Questo lunghissimo film si iscrive in un genere ben noto: il melodramma. Di
solito nel melodramma la narrazione si limita ad un elemento che comprende
problematiche universali. In A TIME TO LOVE AND A TIME TO DIE di Douglas
Sirk, l’amore tra i due protagonisti è contrariato dalla guerra, lei è ebrea
e lui è un soldato tedesco, la fine non può essere altra che tragica. La
morte del personaggio deve essere considerata come paradigmatica,
rappresenta la sconfitta della Germania, e da un certo punto di vista la
FINE DELLA STORIA. FOREVER ENTHRALLED si svolge durante la seconda guerra
mondiale. L’invasione della Cina dal Giappone è anche percepita dai cinesi
come fine della Storia. A questa fine imminente, la storia del film risponde
che se la Storia con la S maiuscola si ferma, lo spettacolo, l’opera di
Pechino, deve andare avanti. L’opera rappresenta l’anima della Cina, il suo
essere profondo. Recitare e cantare non servono solo a divertire ma
diventano un modo di resistere ci dice il maestro del protagonista. Ma
quando il protagonista verrà costretto a cantare per divertire i Giapponesi
si rifiuterà di farlo. Queste due visioni opposte (quella del maestro e
quella dell’allievo) della resistenza simboleggiano due visioni antagoniste
del teatro, una trascendentale, l’altra immanente o contingente.
A questo antagonismo profondo la morale del film risponde con una facilità,
una mediocre via di mezzo, che è una non-risposta : “lo spettacolo è Storia
ma in certe situazioni bisogna sparire dietro la Storia”. I conflitti prima
di apparire si risolvono tutti nella “sparizione” , “sparizione” della
Storia quando si tratta dello spettacolo, dello spettacolo quando si tratta
della Storia. La Cina vince sul Giappone, lo spettacolo può riprendere ma la
Storia è scomparsa. Nello stesso modo l’amore deve “ sparire” davanti allo
spettacolo. Il maestro costringe l’amante del protagonista a sparire perchè
non disturbi il cantante.

* [Il compito]:
Secondo il testo estratto, durante quale guerra si svolge FOREVER ENTHRALLED?

* [Dati archiviati]:
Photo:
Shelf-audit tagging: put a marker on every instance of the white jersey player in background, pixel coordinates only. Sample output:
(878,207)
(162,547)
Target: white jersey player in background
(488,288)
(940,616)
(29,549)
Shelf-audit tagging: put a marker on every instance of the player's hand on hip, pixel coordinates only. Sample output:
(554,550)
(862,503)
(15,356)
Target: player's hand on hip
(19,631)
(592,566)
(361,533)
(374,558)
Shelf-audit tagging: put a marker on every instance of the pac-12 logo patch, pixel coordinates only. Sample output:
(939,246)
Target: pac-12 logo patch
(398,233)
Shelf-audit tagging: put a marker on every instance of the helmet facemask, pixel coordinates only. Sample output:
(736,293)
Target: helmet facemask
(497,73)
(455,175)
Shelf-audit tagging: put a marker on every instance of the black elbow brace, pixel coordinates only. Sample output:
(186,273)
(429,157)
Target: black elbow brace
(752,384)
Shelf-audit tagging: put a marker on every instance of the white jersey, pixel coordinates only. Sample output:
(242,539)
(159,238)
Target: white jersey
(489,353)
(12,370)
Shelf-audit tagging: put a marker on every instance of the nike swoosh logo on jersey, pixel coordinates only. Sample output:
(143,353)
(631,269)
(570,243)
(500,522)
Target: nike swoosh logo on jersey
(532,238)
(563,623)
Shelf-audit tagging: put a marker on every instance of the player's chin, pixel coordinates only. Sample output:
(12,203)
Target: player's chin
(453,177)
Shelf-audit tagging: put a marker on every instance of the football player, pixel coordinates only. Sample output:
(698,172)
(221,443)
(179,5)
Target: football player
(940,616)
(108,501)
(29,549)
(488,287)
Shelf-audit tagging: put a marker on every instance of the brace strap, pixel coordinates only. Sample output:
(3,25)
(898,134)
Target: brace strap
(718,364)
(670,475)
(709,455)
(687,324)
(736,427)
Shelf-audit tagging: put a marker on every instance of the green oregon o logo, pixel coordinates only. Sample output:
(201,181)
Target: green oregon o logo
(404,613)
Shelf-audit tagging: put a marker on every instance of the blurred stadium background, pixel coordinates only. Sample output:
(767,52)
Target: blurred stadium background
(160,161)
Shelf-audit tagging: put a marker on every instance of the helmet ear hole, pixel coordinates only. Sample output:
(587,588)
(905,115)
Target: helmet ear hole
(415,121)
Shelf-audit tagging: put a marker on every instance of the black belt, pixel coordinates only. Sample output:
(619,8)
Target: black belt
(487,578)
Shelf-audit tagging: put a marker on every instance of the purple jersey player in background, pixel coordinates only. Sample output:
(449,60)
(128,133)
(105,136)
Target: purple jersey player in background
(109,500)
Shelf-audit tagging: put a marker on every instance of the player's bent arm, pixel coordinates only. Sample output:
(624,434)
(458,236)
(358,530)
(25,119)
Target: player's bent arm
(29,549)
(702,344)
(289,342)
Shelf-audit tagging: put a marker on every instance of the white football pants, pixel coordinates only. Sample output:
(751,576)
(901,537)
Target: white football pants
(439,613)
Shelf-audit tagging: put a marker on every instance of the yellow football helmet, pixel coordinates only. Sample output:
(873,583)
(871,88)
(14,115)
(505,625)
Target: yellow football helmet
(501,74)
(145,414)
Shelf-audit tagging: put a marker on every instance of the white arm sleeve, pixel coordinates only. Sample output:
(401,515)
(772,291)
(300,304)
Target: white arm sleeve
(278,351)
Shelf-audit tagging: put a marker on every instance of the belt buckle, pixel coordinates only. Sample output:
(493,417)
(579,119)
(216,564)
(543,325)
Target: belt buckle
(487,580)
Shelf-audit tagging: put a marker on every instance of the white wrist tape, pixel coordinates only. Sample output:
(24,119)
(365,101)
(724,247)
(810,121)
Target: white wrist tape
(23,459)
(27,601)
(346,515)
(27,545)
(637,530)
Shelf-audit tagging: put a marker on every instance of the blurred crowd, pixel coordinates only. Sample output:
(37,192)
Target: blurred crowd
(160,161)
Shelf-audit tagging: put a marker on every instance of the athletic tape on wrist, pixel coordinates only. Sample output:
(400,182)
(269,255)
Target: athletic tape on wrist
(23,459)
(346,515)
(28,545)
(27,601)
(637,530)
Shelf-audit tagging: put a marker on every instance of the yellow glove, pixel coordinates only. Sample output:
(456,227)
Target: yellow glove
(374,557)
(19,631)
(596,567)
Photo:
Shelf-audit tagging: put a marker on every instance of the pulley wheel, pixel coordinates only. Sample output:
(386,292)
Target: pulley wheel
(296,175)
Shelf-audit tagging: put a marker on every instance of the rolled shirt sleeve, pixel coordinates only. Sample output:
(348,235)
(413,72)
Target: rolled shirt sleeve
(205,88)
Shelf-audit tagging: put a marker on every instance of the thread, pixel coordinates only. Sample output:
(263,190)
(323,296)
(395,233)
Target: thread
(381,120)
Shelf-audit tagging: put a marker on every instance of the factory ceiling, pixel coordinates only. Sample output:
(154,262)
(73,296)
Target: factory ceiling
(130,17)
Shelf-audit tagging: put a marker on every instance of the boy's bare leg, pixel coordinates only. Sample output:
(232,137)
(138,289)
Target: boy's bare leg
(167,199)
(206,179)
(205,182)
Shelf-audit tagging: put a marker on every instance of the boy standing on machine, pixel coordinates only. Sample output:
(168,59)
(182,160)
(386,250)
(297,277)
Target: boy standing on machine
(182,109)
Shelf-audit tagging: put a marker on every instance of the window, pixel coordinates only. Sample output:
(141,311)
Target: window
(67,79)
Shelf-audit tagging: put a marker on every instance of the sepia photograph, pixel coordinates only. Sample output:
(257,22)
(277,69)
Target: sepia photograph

* [Soluzione completa]:
Durante la seconda guerra mondiale.